▶ Short exercise: Lay out the whole listing below as a two-column CSV headed instruction and response, with one row for each instruction and its answer. Put each in a single quoted field with line breaks turned into spaces, and leave the pictures out.

▶ Working data:
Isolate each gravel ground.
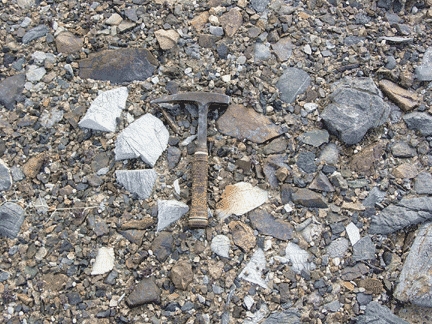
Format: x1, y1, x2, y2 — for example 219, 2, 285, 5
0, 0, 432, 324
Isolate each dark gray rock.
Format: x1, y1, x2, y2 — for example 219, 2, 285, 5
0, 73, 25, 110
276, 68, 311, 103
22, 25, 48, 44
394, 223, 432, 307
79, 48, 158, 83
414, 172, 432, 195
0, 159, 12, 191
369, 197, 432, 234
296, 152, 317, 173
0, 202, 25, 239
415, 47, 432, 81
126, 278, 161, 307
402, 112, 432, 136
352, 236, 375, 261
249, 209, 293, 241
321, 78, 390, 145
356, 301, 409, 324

▶ Answer to this problem:
instruction,response
"Isolate each gravel ground. Format: x1, y1, x2, y2 — for example 219, 2, 285, 5","0, 0, 432, 324"
"Isolate each dark gray rock. Format: x1, y1, x2, y2 — for example 219, 2, 285, 5","0, 73, 25, 110 276, 68, 311, 103 22, 25, 48, 44 394, 223, 432, 307 79, 48, 158, 83 414, 172, 432, 195 0, 159, 12, 191 369, 197, 432, 234 296, 152, 317, 173 0, 202, 25, 239 415, 47, 432, 81 126, 278, 161, 307 402, 112, 432, 136 352, 236, 375, 261 249, 209, 293, 241 321, 78, 390, 145 356, 301, 409, 324"